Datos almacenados
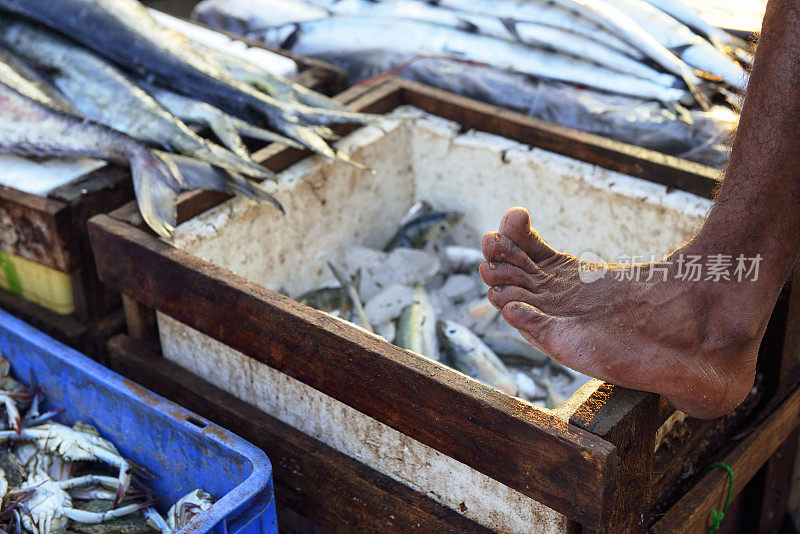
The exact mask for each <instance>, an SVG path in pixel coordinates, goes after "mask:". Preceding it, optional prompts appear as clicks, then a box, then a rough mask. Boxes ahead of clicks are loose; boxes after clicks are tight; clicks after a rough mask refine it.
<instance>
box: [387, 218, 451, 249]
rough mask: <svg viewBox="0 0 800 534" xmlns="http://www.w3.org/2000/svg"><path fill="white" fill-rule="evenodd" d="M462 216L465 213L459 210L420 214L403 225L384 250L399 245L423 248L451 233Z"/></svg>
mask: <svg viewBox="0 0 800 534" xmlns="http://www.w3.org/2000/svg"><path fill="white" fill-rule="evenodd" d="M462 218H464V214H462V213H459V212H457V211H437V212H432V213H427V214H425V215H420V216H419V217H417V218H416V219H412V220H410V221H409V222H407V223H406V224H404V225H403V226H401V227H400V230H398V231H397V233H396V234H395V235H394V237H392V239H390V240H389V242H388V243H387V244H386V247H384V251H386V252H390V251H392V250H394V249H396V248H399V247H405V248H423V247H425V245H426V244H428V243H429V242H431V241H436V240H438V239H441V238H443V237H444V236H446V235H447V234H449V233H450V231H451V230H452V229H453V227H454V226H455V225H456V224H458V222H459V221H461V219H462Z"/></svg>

==

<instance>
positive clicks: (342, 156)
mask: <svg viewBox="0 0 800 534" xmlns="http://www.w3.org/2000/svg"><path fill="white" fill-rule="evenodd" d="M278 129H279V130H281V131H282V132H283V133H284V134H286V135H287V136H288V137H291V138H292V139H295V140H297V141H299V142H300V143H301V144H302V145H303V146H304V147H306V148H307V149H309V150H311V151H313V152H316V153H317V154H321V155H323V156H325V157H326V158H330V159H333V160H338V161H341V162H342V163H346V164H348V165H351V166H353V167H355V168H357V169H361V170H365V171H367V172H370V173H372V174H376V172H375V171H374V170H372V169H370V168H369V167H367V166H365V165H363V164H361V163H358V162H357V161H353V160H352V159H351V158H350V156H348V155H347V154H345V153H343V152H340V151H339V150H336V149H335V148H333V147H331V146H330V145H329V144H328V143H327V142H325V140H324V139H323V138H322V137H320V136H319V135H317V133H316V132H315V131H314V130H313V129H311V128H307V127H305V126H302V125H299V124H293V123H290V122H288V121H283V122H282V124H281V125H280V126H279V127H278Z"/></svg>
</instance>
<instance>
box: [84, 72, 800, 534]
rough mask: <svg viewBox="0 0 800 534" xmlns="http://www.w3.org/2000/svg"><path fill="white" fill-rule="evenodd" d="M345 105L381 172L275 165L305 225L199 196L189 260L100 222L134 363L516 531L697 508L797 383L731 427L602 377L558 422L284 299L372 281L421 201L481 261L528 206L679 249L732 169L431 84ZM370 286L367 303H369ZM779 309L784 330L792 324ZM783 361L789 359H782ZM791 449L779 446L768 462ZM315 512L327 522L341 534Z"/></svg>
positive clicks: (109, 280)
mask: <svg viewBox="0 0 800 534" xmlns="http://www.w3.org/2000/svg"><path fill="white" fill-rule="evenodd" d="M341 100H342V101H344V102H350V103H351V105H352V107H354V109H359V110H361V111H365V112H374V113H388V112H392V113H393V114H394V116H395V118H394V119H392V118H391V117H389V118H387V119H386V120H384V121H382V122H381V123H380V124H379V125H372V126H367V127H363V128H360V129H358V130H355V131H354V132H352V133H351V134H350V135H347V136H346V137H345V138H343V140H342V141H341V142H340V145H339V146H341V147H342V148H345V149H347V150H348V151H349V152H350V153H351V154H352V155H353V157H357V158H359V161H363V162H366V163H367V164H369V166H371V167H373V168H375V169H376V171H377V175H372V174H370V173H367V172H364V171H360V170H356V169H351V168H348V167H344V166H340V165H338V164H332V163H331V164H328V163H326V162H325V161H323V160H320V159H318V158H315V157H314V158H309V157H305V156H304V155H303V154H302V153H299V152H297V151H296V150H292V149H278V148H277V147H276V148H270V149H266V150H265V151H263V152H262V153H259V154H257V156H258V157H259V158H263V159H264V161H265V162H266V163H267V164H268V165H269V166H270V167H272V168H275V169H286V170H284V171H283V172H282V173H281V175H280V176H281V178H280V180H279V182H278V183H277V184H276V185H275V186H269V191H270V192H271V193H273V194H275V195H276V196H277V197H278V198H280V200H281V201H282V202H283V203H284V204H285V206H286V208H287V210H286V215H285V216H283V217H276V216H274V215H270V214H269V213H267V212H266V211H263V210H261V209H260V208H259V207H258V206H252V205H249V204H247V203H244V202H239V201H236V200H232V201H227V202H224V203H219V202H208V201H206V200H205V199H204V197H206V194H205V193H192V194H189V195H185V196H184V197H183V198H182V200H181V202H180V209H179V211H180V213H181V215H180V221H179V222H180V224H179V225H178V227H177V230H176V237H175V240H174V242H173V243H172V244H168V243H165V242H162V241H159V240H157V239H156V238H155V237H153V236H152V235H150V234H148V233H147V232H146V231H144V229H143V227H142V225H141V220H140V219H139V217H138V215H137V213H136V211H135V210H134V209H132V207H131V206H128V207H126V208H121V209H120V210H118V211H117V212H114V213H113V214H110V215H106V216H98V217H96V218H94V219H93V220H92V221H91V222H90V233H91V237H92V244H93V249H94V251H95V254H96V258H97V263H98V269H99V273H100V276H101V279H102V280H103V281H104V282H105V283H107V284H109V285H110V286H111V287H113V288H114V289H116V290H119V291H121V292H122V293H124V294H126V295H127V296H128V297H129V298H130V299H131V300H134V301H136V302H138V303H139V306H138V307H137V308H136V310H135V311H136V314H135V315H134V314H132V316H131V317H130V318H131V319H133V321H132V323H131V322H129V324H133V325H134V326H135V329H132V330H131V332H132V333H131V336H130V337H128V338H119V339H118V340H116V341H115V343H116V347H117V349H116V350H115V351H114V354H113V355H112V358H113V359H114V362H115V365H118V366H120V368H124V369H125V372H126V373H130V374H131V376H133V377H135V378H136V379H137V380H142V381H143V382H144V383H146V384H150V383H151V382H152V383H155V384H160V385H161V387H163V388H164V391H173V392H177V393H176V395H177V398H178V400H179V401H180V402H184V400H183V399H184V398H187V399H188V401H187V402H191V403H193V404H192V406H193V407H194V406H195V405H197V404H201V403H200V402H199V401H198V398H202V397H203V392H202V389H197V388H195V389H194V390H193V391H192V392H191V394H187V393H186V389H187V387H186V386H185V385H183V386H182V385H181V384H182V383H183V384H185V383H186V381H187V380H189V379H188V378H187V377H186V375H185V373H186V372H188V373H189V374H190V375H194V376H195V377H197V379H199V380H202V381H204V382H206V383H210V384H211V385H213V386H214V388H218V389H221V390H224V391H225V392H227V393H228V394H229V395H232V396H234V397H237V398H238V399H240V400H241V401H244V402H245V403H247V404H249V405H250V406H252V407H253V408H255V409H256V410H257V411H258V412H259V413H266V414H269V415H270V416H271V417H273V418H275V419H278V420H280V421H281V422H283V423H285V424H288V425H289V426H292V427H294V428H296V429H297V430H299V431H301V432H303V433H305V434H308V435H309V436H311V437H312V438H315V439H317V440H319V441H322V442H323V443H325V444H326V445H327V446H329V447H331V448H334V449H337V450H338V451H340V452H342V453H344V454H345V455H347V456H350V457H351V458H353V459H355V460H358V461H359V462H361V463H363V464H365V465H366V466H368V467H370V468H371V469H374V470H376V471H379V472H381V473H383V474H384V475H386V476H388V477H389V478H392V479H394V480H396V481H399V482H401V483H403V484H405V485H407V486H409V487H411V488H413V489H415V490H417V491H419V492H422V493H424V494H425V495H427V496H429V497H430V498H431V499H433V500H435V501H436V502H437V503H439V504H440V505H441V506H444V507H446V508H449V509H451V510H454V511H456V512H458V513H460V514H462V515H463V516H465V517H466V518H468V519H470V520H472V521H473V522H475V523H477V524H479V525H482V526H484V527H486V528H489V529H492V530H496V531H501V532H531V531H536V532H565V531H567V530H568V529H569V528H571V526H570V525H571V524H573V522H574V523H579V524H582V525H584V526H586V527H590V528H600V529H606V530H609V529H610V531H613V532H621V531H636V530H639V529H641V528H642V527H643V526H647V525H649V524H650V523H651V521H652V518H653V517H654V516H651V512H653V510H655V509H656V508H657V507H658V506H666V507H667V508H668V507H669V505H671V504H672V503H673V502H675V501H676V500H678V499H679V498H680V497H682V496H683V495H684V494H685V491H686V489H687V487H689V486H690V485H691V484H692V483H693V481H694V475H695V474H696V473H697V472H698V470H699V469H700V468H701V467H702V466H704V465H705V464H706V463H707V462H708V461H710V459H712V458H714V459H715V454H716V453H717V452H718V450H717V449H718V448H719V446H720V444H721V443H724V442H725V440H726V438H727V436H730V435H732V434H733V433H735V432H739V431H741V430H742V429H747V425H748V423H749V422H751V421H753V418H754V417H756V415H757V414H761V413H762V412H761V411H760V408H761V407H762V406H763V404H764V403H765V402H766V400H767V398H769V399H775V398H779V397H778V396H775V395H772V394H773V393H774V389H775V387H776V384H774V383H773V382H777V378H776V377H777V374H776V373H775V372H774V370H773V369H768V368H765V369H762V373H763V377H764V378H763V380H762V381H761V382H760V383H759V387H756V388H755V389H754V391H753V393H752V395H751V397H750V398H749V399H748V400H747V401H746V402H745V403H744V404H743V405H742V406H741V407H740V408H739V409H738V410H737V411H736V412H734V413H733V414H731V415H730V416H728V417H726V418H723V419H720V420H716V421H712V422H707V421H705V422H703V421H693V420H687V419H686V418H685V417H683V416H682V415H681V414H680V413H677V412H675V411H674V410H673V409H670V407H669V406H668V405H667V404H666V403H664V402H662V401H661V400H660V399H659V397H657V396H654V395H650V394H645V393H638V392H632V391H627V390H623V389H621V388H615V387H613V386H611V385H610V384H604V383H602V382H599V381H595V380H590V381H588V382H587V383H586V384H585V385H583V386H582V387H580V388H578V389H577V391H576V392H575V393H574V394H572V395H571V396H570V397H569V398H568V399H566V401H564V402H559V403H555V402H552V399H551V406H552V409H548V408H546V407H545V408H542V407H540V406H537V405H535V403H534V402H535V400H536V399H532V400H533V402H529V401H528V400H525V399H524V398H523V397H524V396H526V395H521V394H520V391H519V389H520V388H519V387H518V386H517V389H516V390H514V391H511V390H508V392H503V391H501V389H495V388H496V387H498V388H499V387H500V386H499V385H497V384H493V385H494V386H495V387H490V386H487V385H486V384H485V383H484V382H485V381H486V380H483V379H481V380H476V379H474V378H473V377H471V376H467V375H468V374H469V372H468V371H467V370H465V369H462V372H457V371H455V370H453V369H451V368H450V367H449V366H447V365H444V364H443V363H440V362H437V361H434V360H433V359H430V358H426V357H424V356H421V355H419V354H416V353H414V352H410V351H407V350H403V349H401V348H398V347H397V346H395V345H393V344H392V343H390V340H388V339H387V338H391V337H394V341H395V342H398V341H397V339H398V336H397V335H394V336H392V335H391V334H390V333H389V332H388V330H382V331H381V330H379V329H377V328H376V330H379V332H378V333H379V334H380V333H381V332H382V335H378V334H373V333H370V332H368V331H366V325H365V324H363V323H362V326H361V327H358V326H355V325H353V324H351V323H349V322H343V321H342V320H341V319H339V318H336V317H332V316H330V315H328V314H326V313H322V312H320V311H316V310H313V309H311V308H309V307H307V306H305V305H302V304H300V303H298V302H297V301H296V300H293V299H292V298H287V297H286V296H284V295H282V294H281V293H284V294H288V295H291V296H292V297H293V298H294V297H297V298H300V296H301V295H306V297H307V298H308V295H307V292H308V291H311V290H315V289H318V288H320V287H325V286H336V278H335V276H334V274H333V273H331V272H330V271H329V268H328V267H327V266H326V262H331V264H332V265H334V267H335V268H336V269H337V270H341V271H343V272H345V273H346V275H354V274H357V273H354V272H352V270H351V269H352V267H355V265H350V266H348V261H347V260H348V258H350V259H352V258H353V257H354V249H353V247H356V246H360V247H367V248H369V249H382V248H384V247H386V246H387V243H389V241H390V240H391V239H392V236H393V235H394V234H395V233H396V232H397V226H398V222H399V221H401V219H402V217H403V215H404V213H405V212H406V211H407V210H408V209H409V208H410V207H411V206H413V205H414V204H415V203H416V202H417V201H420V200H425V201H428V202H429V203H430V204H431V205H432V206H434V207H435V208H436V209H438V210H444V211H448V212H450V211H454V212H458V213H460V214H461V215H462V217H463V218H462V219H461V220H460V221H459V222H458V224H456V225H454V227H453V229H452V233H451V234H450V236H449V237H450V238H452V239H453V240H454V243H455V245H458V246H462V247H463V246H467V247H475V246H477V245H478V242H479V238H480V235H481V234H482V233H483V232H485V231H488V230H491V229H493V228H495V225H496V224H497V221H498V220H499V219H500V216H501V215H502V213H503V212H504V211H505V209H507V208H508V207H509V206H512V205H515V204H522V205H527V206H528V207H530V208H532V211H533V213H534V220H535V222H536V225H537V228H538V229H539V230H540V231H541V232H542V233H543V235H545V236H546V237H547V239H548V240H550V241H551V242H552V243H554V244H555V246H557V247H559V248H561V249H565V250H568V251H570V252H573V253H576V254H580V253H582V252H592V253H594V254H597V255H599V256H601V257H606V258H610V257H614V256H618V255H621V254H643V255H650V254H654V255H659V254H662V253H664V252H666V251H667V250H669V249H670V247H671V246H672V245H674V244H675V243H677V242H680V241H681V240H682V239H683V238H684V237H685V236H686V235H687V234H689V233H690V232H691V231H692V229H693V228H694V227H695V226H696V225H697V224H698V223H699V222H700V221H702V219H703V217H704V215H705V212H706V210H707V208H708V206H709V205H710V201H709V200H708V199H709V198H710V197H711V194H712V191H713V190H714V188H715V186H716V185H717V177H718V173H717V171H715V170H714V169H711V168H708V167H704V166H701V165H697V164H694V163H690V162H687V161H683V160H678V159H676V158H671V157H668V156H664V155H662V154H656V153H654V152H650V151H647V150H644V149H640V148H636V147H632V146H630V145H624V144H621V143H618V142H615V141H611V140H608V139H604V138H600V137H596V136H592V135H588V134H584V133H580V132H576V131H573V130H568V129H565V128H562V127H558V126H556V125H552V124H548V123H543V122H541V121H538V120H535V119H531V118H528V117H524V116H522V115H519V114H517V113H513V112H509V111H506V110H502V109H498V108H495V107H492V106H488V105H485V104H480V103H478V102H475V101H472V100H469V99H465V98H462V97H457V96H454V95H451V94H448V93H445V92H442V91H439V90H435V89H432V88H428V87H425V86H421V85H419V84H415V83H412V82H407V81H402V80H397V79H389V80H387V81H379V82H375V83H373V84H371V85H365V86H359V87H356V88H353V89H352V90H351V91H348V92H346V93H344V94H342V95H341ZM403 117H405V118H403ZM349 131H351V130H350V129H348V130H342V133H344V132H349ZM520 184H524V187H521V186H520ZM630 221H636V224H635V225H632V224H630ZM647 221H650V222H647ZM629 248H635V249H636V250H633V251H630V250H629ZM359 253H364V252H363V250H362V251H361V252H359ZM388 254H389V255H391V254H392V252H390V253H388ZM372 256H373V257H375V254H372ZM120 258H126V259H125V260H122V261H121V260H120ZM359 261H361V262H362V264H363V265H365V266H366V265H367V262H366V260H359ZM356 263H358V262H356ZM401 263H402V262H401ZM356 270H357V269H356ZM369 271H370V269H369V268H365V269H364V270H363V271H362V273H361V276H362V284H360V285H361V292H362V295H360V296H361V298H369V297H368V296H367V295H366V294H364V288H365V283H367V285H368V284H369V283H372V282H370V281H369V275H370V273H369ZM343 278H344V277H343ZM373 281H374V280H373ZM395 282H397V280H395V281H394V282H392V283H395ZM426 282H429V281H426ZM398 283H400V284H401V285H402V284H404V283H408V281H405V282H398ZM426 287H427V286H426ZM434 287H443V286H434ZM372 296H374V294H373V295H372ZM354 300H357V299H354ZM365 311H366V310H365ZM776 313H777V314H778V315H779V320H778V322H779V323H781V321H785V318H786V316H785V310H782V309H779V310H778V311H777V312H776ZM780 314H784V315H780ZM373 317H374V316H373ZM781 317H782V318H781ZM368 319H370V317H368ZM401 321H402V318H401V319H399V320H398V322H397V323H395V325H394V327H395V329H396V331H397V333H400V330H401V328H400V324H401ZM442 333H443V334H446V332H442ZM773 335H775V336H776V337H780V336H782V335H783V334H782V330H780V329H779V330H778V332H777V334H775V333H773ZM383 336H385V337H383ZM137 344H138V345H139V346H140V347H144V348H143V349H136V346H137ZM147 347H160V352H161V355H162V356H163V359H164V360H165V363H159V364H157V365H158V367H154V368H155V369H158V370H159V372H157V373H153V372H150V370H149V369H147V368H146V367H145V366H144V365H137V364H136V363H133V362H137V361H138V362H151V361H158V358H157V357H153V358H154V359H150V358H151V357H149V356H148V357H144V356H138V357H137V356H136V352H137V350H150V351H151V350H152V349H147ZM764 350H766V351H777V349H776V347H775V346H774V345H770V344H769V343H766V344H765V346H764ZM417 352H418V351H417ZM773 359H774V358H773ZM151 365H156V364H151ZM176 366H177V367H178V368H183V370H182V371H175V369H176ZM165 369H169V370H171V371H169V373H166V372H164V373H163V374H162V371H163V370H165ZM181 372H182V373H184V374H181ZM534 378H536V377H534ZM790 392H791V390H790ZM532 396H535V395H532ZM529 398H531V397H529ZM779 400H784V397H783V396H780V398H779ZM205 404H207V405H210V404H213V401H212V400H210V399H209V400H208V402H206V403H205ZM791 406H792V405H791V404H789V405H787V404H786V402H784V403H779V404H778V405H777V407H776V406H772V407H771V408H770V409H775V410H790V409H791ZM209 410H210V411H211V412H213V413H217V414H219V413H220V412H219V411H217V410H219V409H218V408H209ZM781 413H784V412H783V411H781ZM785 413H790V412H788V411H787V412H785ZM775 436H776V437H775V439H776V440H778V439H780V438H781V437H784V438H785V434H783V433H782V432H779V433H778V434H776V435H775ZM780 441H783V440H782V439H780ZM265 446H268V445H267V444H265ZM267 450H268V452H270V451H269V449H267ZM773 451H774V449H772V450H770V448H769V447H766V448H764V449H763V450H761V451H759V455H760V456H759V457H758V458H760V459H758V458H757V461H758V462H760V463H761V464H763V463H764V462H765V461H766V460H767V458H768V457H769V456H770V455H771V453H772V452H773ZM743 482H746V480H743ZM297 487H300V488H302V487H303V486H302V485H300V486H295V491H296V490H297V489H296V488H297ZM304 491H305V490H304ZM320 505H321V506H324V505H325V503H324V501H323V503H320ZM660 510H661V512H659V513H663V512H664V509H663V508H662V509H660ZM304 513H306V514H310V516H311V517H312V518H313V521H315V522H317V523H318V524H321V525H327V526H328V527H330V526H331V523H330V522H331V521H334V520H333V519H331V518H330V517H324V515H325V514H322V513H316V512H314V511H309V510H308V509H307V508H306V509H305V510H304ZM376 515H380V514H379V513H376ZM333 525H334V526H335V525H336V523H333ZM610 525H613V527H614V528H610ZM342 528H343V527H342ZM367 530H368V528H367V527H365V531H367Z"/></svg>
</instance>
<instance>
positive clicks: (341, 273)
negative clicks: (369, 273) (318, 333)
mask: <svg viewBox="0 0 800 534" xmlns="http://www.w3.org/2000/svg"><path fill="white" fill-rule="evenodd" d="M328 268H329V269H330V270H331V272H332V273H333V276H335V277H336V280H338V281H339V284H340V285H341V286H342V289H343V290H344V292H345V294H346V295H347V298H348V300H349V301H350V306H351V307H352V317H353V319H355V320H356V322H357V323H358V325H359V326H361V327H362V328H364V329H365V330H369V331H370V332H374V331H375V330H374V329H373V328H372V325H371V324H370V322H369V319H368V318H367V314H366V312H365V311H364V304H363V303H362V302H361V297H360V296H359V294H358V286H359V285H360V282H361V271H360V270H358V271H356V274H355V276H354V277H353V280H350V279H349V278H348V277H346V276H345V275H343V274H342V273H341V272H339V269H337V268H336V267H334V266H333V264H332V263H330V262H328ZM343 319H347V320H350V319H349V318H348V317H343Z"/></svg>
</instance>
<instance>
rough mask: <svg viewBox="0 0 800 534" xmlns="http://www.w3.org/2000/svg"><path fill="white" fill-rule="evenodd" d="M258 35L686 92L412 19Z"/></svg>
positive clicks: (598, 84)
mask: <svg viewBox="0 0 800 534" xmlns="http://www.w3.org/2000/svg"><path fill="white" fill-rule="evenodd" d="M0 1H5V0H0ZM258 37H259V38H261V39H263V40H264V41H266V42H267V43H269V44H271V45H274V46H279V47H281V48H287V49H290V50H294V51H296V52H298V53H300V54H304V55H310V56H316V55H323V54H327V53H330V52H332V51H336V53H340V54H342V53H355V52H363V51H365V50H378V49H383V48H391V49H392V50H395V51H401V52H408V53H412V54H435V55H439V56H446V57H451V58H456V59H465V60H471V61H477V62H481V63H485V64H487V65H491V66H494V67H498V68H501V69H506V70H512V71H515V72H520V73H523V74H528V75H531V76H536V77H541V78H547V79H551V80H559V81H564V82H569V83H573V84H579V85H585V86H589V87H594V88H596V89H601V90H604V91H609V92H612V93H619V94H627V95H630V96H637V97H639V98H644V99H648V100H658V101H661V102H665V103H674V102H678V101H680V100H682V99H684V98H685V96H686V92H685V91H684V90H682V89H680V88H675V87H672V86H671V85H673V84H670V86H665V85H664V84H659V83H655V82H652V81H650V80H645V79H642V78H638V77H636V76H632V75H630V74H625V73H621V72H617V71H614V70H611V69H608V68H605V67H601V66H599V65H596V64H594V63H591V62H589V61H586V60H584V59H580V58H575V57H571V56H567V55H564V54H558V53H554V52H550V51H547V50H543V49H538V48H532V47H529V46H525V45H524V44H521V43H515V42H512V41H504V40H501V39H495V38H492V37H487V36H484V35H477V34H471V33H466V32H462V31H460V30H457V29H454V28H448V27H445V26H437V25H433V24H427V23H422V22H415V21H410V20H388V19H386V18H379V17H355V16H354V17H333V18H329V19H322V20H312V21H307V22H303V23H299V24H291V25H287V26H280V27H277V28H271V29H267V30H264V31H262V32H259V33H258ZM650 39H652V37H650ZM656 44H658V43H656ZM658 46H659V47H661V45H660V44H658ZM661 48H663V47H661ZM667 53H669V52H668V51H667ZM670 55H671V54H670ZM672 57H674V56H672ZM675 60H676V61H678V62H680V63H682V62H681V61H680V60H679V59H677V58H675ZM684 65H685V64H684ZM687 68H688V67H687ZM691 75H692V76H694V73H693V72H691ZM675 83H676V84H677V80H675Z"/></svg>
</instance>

==

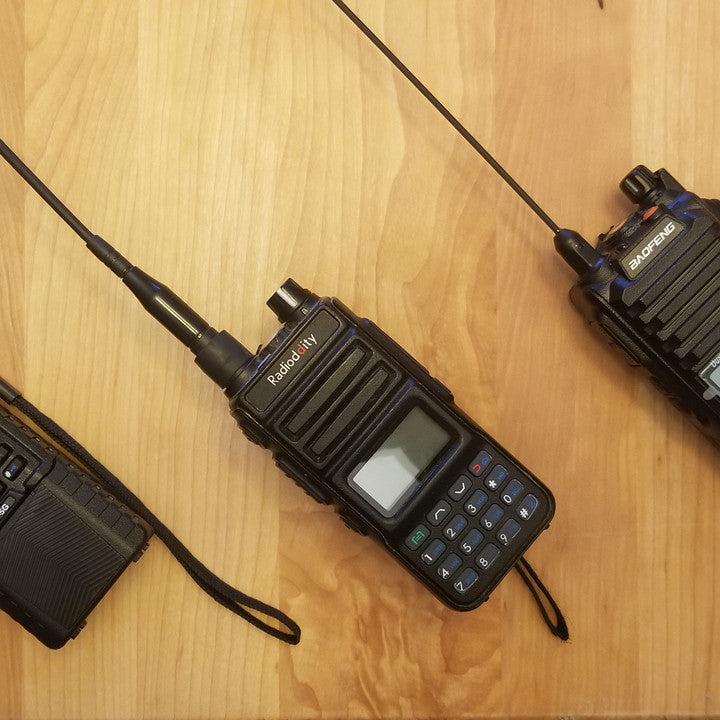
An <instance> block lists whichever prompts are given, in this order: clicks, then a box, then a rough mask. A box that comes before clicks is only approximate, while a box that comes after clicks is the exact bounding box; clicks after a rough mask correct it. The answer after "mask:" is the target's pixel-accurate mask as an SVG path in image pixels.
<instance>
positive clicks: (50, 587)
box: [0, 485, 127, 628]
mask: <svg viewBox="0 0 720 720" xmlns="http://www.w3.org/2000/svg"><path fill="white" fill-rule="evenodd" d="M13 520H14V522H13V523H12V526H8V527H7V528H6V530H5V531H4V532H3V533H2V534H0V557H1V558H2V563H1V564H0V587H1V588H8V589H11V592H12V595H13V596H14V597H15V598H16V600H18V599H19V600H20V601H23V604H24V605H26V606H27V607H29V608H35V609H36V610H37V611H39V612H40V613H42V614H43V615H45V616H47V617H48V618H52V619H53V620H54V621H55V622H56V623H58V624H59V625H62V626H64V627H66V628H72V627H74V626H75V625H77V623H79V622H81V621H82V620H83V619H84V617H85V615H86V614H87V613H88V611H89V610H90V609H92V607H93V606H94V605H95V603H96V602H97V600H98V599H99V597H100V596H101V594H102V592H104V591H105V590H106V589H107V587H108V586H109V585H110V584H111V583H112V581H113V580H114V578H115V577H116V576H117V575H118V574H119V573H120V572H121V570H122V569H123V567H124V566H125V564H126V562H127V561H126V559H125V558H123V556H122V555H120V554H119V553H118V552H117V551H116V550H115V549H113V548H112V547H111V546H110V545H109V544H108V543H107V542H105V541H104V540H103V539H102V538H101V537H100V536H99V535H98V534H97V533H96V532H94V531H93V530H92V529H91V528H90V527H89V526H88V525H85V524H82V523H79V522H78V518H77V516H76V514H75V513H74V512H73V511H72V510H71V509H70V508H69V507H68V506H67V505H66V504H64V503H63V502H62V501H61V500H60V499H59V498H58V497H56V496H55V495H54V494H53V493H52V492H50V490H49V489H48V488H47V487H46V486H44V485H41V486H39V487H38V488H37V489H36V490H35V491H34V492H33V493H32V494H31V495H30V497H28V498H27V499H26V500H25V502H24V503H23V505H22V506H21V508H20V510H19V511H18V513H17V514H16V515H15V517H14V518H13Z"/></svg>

Tarea a realizar ::
Actualiza las líneas que van desde la que contiene "The exact mask" hasta la que contiene "box: [387, 218, 451, 249]", ambas incluidas, sustituyendo "rough mask" por "coarse mask" y manteniendo todo lo demás sin cambios.

Solución propuesta ::
The exact mask for each <instance>, an SVG path in pixel coordinates, goes after "mask:". Preceding it, optional prompts appear as clicks, then a box, then a coarse mask. Boxes ahead of clicks are loose; boxes after clicks are tight; clicks after a coarse mask refine it.
<instance>
box: [387, 218, 451, 249]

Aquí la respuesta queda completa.